::: TEXTO EXTRAÍDO :::

Se Nosso Senhor Jesus Cristo presente na Eucaristia, o que há de mais elevado e santo, não merece nossa máxima veneração, por que meros seres humanos deveriam merecê-la?
Por Peter Kwasniewski, LifeSiteNews.com, 30 de agosto de 2018 | Tradução e adaptação: João Pedro de Oliveira – FratresInUnum.com
Nós sabemos que existem bons e santos sacerdotes, imagens do grande Sumo Sacerdote e Bom Pastor, que servem incansavelmente o povo de Deus, que trabalham de coração sincero pela sua salvação e que ajudam a tornar muito mais alegre nossa pertença à Igreja Católica. Cada um de nós talvez conheça um, vários ou muitos bons padres assim. Sabemos também que eles são frequentemente desvalorizados, e estão sujeitos em tempos como os nossos a ceticismos e suspeitas imerecidas, só por causa das faltas de alguns de seus irmãos no sacerdócio — faltas que eles próprios repudiam e condenam tanto quanto nós, leigos.
Todos, no entanto, sejam os leigos que estamos nos bancos, sejam os sacerdotes nos presbitérios, devemos nos fazer perguntas difíceis, das quais talvez a mais importante seja: como foi possível que tantos “homens de Deus”, inclusive bispos, se convertessem em instrumentos do demônio? À parte causas gerais, como a queda de Adão, a concupiscência desordenada e os perigos que acompanham toda posição de autoridade, seria possível identificarmos alguma causa específica aos últimos 50 anos — isto é, ao período durante o qual se perpetrou a vasta maioria dos casos de abusos ligados ao clero?
Uma causa sistêmica de descumprimento do dever, laxismo moral e devassidão foi a atmosfera de “antinomianismo woodstockiano” [1], ou ausência de leis, que acompanhou as reformas e deformações litúrgicas das décadas de 1960 e 1970, um período durante o qual a celebração sem controle do próprio “eu” substituiu o ideário católico de um padre submisso à disciplina de uma forma litúrgica exigente, que tivesse rubricas reverentes e inculcasse o temor a Deus.

:::

■ **INSTRUÇÃO 1**
Reescreva as linhas de marcação de pontos, com os pedidos, desde a que contém "phrase -- cross vertical beam" até a última, ambas incluídas. Desloque em -51 cada coordenada das respostas.
As linhas que vêm depois do texto não têm relação alguma com ele.

::: MATERIAL EXTRAÍDO :::

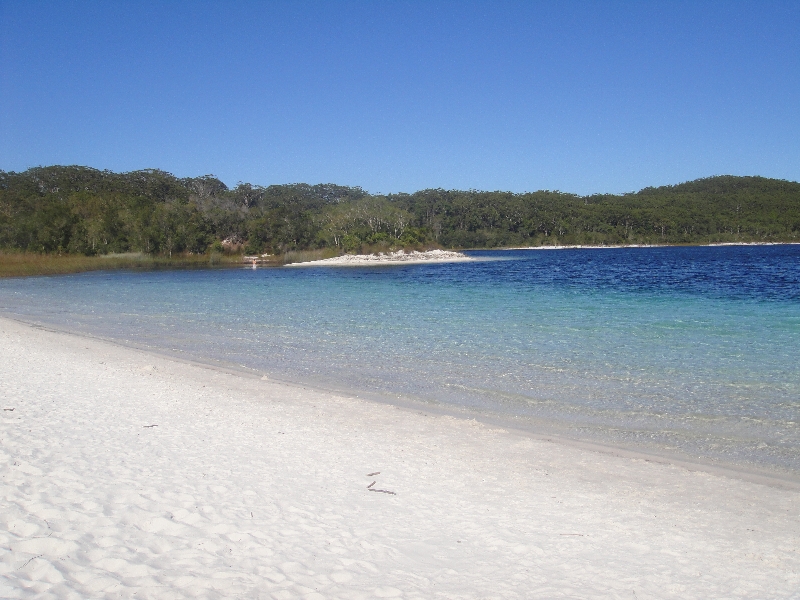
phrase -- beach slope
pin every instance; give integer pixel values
(125, 474)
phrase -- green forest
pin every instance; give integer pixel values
(80, 210)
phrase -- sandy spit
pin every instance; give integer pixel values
(126, 474)
(391, 258)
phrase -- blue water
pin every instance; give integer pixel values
(686, 351)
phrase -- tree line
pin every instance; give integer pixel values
(73, 209)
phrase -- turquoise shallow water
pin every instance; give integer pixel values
(689, 351)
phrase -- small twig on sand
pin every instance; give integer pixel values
(26, 562)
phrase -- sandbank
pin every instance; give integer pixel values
(127, 474)
(390, 258)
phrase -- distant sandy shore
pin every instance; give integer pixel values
(652, 246)
(389, 258)
(126, 474)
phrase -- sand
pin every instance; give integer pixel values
(391, 258)
(125, 474)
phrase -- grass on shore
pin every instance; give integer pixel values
(26, 264)
(23, 264)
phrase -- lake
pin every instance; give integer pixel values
(684, 351)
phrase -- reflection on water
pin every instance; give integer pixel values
(689, 349)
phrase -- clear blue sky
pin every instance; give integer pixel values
(399, 96)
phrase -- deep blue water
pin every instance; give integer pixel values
(691, 351)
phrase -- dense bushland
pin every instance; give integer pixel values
(79, 210)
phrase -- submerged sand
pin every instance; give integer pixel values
(125, 474)
(388, 258)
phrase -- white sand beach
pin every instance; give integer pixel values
(388, 258)
(126, 474)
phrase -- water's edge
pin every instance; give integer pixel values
(769, 477)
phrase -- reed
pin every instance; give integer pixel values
(25, 264)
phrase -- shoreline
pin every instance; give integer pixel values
(151, 475)
(391, 258)
(617, 246)
(129, 473)
(531, 430)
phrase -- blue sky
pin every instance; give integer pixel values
(398, 96)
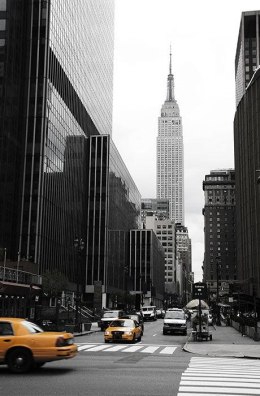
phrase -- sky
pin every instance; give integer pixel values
(203, 36)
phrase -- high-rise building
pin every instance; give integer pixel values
(219, 230)
(165, 232)
(56, 86)
(248, 51)
(184, 273)
(170, 168)
(157, 207)
(247, 165)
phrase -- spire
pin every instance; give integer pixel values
(170, 82)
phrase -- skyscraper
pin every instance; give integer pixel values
(220, 230)
(248, 51)
(56, 88)
(170, 169)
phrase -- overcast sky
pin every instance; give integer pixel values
(203, 36)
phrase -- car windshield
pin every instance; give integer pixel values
(110, 315)
(174, 315)
(32, 327)
(134, 317)
(122, 323)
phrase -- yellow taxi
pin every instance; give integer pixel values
(123, 330)
(24, 345)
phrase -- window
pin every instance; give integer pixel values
(6, 329)
(2, 24)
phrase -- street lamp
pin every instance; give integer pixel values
(218, 268)
(79, 245)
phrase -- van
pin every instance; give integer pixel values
(175, 322)
(149, 312)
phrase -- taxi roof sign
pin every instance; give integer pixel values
(200, 290)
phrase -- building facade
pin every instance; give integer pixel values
(219, 266)
(170, 162)
(157, 207)
(165, 232)
(146, 268)
(56, 75)
(184, 273)
(113, 209)
(247, 165)
(248, 51)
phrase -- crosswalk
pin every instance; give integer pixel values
(220, 377)
(142, 348)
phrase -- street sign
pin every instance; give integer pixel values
(200, 291)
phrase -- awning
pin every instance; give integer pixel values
(19, 289)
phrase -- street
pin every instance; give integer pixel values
(155, 366)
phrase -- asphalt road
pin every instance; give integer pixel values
(153, 369)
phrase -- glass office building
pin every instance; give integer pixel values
(56, 74)
(114, 207)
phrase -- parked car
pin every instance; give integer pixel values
(149, 312)
(108, 317)
(159, 313)
(138, 318)
(24, 345)
(123, 330)
(175, 322)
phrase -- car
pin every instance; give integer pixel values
(123, 330)
(175, 322)
(149, 312)
(138, 318)
(24, 345)
(210, 319)
(108, 317)
(159, 313)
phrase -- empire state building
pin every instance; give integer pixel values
(170, 168)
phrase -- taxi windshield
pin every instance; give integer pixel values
(122, 323)
(32, 327)
(110, 315)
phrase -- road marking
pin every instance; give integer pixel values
(140, 347)
(98, 348)
(150, 349)
(83, 347)
(116, 348)
(133, 348)
(168, 350)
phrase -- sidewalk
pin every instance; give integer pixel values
(226, 341)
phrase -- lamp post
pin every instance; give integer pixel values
(79, 245)
(218, 268)
(4, 263)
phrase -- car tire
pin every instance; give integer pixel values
(19, 360)
(38, 365)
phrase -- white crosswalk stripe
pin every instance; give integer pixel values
(220, 377)
(144, 348)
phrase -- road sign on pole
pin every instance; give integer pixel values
(200, 291)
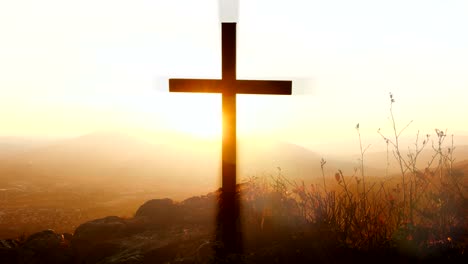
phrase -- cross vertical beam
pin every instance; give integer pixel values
(228, 215)
(229, 228)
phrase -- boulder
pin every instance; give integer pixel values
(8, 250)
(160, 212)
(96, 239)
(44, 247)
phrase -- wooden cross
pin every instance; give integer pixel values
(229, 86)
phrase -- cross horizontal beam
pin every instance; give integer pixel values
(241, 86)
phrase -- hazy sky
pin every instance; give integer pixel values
(71, 67)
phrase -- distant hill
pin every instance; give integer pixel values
(115, 160)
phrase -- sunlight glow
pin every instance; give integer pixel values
(196, 114)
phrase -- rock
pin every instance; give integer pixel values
(94, 240)
(44, 247)
(200, 210)
(8, 251)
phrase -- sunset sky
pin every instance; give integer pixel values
(73, 67)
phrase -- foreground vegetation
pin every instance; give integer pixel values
(420, 212)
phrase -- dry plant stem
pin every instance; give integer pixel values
(322, 163)
(363, 151)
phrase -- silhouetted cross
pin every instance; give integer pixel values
(229, 86)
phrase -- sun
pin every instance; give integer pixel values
(197, 114)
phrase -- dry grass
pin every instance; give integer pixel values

:::

■ **INSTRUÇÃO 2**
Responda com base no texto:
(a) Quem fez a tradução e a adaptação?
(b) A quantos anos se limita o período em que se perpetrou a vasta maioria dos casos de abusos?
(c) De quais décadas foram as reformas e deformações litúrgicas mencionadas?

■ **RESPOSTA ESCRITA 1**
phrase -- cross vertical beam
pin every instance; give integer pixel values
(177, 164)
(178, 177)
phrase -- boulder
pin every instance; give integer pixel values
(-43, 199)
(109, 161)
(45, 188)
(-7, 196)
phrase -- wooden cross
pin every instance; give integer pixel values
(178, 35)
phrase -- cross horizontal beam
pin every instance; give integer pixel values
(190, 35)
phrase -- hazy sky
pin every instance; give integer pixel values
(20, 16)
phrase -- distant hill
pin every instance; give integer pixel values
(64, 109)
phrase -- sunlight glow
pin every instance; give integer pixel values
(145, 63)
phrase -- rock
pin every instance; give integer pixel values
(43, 189)
(-7, 196)
(149, 159)
(-43, 200)
phrase -- sunset sky
pin every instance; give integer pixel values
(22, 16)
phrase -- foreground vegetation
pin every instance; give integer pixel values
(369, 161)
phrase -- dry plant stem
pin every instance; give integer pixel values
(271, 112)
(312, 100)
phrase -- silhouetted cross
pin every instance; give integer pixel values
(178, 35)
phrase -- sun
pin every instance; give integer pixel values
(146, 63)
phrase -- dry grass
pin every instance; give integer pixel values

■ **RESPOSTA ESCRITA 2**
(a) João Pedro de Oliveira.
(b) Aos últimos 50 anos.
(c) Das décadas de 1960 e 1970.